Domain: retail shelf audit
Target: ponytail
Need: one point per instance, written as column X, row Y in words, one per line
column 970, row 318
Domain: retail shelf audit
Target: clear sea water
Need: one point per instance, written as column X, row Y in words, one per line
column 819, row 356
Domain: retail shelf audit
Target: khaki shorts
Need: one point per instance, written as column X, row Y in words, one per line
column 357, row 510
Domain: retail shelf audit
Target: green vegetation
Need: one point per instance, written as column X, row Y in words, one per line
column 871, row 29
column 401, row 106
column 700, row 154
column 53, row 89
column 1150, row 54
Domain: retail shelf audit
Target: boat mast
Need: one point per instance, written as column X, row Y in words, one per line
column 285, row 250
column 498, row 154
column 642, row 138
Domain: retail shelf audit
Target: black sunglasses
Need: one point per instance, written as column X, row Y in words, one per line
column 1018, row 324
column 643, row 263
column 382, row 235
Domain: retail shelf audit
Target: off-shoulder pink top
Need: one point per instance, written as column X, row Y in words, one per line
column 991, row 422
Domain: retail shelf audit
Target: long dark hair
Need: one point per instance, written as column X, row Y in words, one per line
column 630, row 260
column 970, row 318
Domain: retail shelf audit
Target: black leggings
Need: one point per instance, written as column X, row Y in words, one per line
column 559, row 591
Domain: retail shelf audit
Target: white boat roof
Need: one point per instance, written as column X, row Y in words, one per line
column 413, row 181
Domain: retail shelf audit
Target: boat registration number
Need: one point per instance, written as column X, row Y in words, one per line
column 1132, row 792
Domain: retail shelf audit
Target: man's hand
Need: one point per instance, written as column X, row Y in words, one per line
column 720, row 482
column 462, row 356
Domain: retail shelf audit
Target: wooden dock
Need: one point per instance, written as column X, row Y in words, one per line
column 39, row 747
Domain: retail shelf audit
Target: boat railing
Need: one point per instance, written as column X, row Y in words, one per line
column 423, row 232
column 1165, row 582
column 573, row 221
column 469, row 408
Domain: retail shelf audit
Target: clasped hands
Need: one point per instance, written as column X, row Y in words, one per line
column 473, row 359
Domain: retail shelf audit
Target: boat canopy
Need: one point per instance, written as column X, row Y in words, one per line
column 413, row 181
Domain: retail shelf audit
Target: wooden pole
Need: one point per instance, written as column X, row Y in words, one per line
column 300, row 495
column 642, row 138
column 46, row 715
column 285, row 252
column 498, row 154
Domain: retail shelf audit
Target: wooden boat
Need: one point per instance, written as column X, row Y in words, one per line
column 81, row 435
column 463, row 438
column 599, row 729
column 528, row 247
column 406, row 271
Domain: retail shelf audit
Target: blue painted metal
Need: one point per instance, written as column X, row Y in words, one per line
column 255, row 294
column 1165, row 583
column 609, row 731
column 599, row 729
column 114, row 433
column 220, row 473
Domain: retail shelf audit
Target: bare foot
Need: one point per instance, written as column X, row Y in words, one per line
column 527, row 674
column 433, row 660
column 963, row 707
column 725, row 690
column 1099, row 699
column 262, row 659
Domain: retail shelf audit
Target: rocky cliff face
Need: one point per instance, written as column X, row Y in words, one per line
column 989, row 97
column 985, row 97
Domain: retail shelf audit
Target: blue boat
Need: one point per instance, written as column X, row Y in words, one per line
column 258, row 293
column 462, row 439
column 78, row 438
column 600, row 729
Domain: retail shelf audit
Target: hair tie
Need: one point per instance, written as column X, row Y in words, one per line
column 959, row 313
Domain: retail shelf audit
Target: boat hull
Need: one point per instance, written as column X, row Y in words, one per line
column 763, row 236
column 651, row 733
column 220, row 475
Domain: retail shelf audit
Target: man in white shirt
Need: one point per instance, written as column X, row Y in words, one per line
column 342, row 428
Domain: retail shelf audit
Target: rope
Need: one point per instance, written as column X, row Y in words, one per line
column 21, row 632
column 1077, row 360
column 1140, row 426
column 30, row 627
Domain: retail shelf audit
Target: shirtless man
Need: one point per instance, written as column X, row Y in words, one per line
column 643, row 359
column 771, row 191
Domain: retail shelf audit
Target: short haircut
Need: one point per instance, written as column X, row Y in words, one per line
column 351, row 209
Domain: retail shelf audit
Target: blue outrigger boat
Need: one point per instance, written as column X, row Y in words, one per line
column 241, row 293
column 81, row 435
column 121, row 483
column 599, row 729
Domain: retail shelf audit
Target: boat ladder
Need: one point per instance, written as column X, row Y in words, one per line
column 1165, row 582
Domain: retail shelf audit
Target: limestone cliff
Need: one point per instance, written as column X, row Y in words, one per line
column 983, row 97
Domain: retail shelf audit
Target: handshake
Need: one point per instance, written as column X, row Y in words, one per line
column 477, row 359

================

Goal:
Return every record above verbatim, with each line in its original order.

The response:
Domain: retail shelf audit
Target: ponytail
Need: one point per instance, written as column X, row Y in words, one per line
column 970, row 318
Domain: retail shelf audit
Target: clear sea water
Need: one point per instance, written as column X, row Y in words, one per line
column 819, row 356
Domain: retail shelf audit
Target: khaki shorts
Need: one point per instance, written as column X, row Y in words, one per line
column 357, row 510
Domain: retail shelf audit
Target: green vegetation
Need: one point per instance, written as column X, row Y in words, one per line
column 871, row 29
column 401, row 106
column 700, row 154
column 53, row 89
column 1150, row 54
Domain: retail shelf audit
Target: boat mast
Need: one point per instance, written as column X, row Y in words, one per line
column 285, row 250
column 498, row 154
column 642, row 138
Domain: retail shelf audit
Target: black sunglasses
Need: one point per instance, written as column X, row Y in words, one per line
column 1018, row 324
column 643, row 263
column 382, row 235
Domain: retail shelf audit
Target: off-shoulder pink top
Need: one point per instance, written as column X, row Y in words, one per line
column 991, row 422
Domain: retail shelf audit
Target: long dark hair
Need: one point per instance, written as column X, row Y in words, one per line
column 630, row 260
column 970, row 318
Domain: retail shelf audit
Target: black leggings
Need: one point per instance, written as column X, row Y in words, one per line
column 559, row 591
Domain: retail shelf audit
Target: white boat roof
Need: one point per instance, written as column X, row Y in words, one per line
column 413, row 181
Domain: retail shelf audit
Target: boat registration number
Need: one point per instance, written as column X, row Y in words, one per line
column 1132, row 792
Domain: retail shelf audit
Target: man's hand
Need: one point per instance, written as column X, row Y in words, one per line
column 720, row 482
column 462, row 356
Domain: retail shelf audit
Target: wooden dock
Need: one point per instance, written as column X, row Y in words, one per line
column 39, row 747
Domain: retail shelf audit
Target: boat railing
Need: one point per instance, written as column X, row Y in words, one per line
column 423, row 232
column 1165, row 582
column 573, row 221
column 469, row 408
Domain: retail shelf audit
Target: clasped hands
Need: one point per instance, written as column X, row Y in words, one per line
column 473, row 359
Domain: retail shelf audit
Target: boat canopy
Need: one point per instance, written as column X, row Y in words, one per line
column 413, row 181
Domain: retail shelf audit
Target: wooden pole
Need: one point per instance, written as column X, row Y in words, one per line
column 300, row 495
column 642, row 138
column 46, row 715
column 285, row 252
column 498, row 154
Domain: retail shelf audit
Target: wooden boat
Need: one point per instance, written as column X, row Y in words, one per line
column 81, row 435
column 463, row 438
column 599, row 729
column 528, row 247
column 406, row 271
Domain: retail shelf audit
Target: blue painted metal
Need: one point per instance, written as column X, row Y in words, one per line
column 255, row 294
column 1165, row 583
column 609, row 731
column 599, row 729
column 114, row 433
column 220, row 473
Domain: retail shelf audit
Target: bare foot
Need: one point per instance, written as column X, row Y in words, one per line
column 527, row 674
column 433, row 660
column 963, row 707
column 725, row 690
column 1099, row 699
column 262, row 659
Domain: retail shelf audit
Target: rocky cliff face
Need: one point per instance, written as column X, row Y in words, one per line
column 989, row 97
column 985, row 97
Domain: retail shelf audit
Target: blue boat
Need: one point per instance, written as column X, row Y in words, one per line
column 258, row 293
column 462, row 439
column 78, row 438
column 600, row 729
Domain: retail shelf audit
Target: hair tie
Need: one point per instance, written as column X, row Y in words, one per line
column 959, row 313
Domain: retail shelf audit
Target: boat hull
Need: one point per instance, written as column X, row Y in words, one per line
column 763, row 236
column 651, row 733
column 220, row 475
Domain: retail shelf audit
Target: man in white shirt
Need: one point per instance, written as column X, row Y in words, one per line
column 342, row 428
Domain: retail shelf audit
Target: rope
Need: one point per instance, written as column X, row Y in words, one per line
column 21, row 632
column 1077, row 360
column 1140, row 426
column 30, row 627
Domain: retail shelf audit
Target: shirtless man
Need: one point per instance, written as column X, row Y in words, one per line
column 643, row 359
column 771, row 191
Domain: retail shelf audit
Target: short haircut
Need: one point per instance, written as column X, row Y in words, one per line
column 351, row 209
Domain: retail shelf audit
Target: blue outrigger boat
Need: one point per instance, written as column X, row Y in words, one per line
column 241, row 293
column 81, row 435
column 121, row 483
column 599, row 729
Domain: retail shelf audit
Target: boat ladder
Need: one point per instance, written as column X, row Y in words, one per line
column 1165, row 582
Domain: retail shelf audit
Target: limestone cliff
Need: one point per instance, written as column X, row Y in words, one per line
column 983, row 97
Domain: retail shelf audit
Target: handshake
Need: one point per instance, written as column X, row Y in words, one per line
column 477, row 359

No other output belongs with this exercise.